# Work task:
Print the portion of the passage on the future of work that starts with the words containing "That will mean" and finishes with "people a choice.", copying it word for word.

# Reading passage:
'''

The future of work...and Dreamforce
Looking ahead, one of the main topics of debate is inevitably going to be what the future of work looks like. At present there are around 100 people currently going in and using the 61 storey high Salesforce Tower, the tallest building in San Francisco and only part of the real estate footprint that comprises the firm’s city campus. It’s the same situation in London and Paris and all around the world. So what happens next? Parker has been thinking about this:
We're trying to project into the future. We have been, I think, in many ways surprised by how successful we've been in the pandemic with everyone working remotely. We're getting better access to the C-Suite, we are engineering better.
But we have lost connectivity with each other, the physicality…You lose a bit of culture and you don't realize that we've had a few very small meetings and that I've seen people online for a year. Then you kind of go, 'Wait, I'm with you!'. I think the future is about embracing where we are now.
That will mean remote working will remain a critical part of the corporate mix:
We trust this work model. It's productive. People aren't like, 'Well, no one's going to be productive, they're going to do their laundry or play with their kid'. It's been the opposite...We surveyed our employees and 60% say they do want to come into the office, but not full time. And we're going to give people a choice.
But there is a tower and it needs to be used. It will be, reckoned Parker, just differently to the way it was in the ‘old normal’:
If on my team, I choose individually to go in on a Monday and other people go in on the Tuesday and Wednesday, we're not going to get together. So, what we're thinking about the future is about teams deciding what do they want for themselves and doing a team agreement, saying, 'We would like to see each other and we want to be in on Wednesdays and this is what we will do'.
The office is no longer going to be just this destination; there is going to be a reason to go to the office. I live here in San Francisco and I'd think, 'I have to go to work'. I'd get in my car and drive down and get into the tower and get to my desk and open my laptop and start my day and that was a sense of purpose. Now I'm doing the same thing, I'm just doing it at my house.
But I know I do want to go and see my team, I do want to come together and I think we're going to have to find ways to do that safely. I think that's the challenge we all have. But I think it's going to be an opportunity where we can hire people in a lot of different locations and then we can embrace coming together, but also allowing people to be all over the world. We're figuring it out one day at a time.

'''

Items listed in a dataset
'''

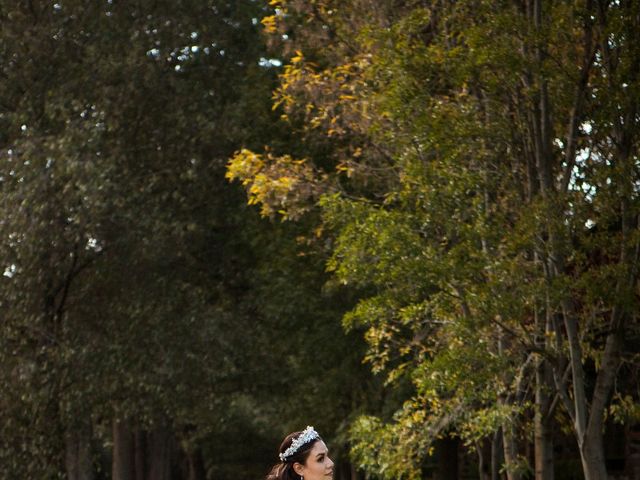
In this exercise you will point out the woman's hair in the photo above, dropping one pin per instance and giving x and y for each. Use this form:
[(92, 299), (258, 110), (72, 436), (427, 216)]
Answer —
[(283, 470)]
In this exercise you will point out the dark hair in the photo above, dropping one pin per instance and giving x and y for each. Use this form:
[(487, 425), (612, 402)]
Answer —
[(284, 470)]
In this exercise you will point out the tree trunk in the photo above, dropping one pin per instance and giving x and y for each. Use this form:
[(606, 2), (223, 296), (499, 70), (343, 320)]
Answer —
[(78, 454), (496, 455), (159, 455), (592, 456), (510, 453), (123, 465), (197, 469)]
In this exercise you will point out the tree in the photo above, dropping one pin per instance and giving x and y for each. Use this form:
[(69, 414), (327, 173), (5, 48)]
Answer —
[(491, 203)]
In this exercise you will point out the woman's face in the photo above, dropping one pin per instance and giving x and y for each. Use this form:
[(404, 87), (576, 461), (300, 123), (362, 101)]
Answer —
[(318, 465)]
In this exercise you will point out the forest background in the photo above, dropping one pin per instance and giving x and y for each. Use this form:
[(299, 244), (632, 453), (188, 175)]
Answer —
[(447, 191)]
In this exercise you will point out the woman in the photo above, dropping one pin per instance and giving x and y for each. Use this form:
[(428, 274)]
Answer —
[(303, 456)]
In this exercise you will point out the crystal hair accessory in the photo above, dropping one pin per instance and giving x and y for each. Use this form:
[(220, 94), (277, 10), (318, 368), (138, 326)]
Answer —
[(305, 437)]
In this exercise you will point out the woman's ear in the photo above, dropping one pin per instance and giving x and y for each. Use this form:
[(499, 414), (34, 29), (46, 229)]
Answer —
[(298, 468)]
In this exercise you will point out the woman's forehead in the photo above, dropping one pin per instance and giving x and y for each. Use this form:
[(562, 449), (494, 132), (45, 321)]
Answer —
[(319, 447)]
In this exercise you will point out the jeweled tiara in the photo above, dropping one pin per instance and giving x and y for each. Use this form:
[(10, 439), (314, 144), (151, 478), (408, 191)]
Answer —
[(305, 437)]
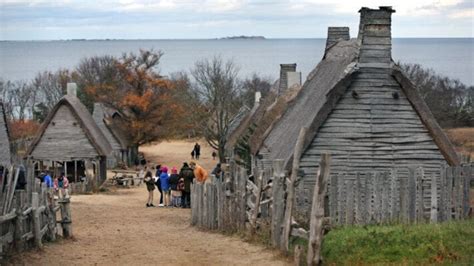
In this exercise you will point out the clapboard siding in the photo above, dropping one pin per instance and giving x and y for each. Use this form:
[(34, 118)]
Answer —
[(64, 138), (5, 153), (370, 132)]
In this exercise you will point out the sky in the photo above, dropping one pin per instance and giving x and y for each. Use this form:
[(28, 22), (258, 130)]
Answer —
[(202, 19)]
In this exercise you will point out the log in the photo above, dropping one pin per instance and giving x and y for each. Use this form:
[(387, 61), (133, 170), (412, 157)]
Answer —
[(290, 191), (278, 201), (36, 220), (317, 212), (66, 220)]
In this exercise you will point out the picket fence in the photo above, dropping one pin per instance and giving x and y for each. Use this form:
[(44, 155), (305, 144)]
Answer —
[(29, 216), (381, 197)]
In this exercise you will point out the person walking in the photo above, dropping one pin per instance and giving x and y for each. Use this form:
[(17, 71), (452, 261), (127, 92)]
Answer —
[(197, 151), (150, 186), (187, 174), (175, 193), (61, 185), (165, 185), (199, 173), (158, 184)]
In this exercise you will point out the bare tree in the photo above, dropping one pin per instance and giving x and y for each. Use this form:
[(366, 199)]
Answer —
[(217, 84), (450, 101)]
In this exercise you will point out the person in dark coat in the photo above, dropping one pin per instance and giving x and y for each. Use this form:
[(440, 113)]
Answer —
[(197, 151), (158, 184), (187, 174)]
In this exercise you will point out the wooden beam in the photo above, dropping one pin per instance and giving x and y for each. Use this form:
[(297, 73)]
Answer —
[(317, 212), (290, 191)]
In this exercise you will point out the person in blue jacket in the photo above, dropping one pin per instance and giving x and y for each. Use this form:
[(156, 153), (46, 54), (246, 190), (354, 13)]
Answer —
[(48, 181)]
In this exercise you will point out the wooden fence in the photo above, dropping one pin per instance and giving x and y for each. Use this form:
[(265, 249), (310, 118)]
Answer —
[(29, 216), (380, 197), (221, 204)]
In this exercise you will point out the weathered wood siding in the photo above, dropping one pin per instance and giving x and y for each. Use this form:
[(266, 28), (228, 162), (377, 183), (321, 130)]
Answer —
[(64, 139), (98, 116), (5, 153), (372, 131)]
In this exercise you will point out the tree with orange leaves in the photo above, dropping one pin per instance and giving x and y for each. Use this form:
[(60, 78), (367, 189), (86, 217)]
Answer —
[(136, 89)]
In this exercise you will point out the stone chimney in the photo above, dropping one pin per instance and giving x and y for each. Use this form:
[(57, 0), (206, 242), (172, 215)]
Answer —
[(288, 77), (375, 36), (72, 89), (336, 34), (258, 96)]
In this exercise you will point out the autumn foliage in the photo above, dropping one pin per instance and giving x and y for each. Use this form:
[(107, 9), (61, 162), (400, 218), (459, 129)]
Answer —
[(141, 94)]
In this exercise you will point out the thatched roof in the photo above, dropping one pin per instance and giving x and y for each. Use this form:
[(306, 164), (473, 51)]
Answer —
[(87, 123), (271, 116), (106, 118), (232, 135), (320, 93), (5, 152)]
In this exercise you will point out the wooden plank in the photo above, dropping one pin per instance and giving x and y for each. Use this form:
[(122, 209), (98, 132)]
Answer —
[(412, 188), (434, 199), (317, 213), (278, 201), (449, 193), (290, 191)]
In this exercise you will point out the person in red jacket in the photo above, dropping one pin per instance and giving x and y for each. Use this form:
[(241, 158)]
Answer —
[(199, 173)]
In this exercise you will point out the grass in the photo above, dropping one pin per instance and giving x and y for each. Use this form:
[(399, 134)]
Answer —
[(446, 243)]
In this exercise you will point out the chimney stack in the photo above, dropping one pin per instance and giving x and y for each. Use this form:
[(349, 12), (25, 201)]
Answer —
[(336, 34), (72, 89), (375, 36), (258, 96), (288, 77)]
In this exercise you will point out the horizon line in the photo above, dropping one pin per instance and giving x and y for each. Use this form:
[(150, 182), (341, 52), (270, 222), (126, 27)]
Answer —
[(208, 39)]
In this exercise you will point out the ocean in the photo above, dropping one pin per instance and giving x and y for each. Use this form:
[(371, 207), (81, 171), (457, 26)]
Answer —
[(22, 60)]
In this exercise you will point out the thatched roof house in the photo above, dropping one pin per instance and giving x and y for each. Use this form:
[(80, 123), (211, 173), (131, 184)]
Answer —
[(70, 134), (274, 102), (361, 108), (5, 151), (105, 118)]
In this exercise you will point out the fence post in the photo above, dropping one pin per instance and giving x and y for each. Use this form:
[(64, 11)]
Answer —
[(36, 219), (66, 217), (317, 212), (434, 199), (278, 201), (290, 190)]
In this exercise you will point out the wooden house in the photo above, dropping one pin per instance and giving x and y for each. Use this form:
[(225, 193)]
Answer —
[(5, 151), (238, 142), (108, 120), (359, 107), (69, 140)]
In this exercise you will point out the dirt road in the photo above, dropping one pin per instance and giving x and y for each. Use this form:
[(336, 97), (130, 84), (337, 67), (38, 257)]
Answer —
[(116, 228)]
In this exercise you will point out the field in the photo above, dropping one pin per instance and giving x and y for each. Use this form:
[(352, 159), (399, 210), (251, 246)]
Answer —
[(451, 243)]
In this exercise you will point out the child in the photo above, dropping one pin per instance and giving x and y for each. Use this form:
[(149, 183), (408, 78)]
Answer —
[(175, 194), (61, 185), (165, 185)]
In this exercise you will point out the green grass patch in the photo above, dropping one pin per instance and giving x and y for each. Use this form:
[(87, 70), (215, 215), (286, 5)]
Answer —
[(447, 243)]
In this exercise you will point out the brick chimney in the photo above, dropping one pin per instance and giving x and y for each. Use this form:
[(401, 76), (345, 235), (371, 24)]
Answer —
[(375, 36), (72, 89), (288, 77), (336, 34)]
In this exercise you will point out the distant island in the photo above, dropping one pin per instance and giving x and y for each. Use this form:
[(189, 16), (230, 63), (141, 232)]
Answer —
[(243, 37)]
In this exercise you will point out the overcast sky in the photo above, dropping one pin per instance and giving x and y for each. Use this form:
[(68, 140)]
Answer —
[(187, 19)]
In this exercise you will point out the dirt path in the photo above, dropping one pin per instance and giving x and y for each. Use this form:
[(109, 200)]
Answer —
[(116, 228)]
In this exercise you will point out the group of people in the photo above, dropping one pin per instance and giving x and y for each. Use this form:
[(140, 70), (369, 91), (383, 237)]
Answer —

'''

# Solution below:
That will mean remote working will remain a critical part of the corporate mix:
We trust this work model. It's productive. People aren't like, 'Well, no one's going to be productive, they're going to do their laundry or play with their kid'. It's been the opposite...We surveyed our employees and 60% say they do want to come into the office, but not full time. And we're going to give people a choice.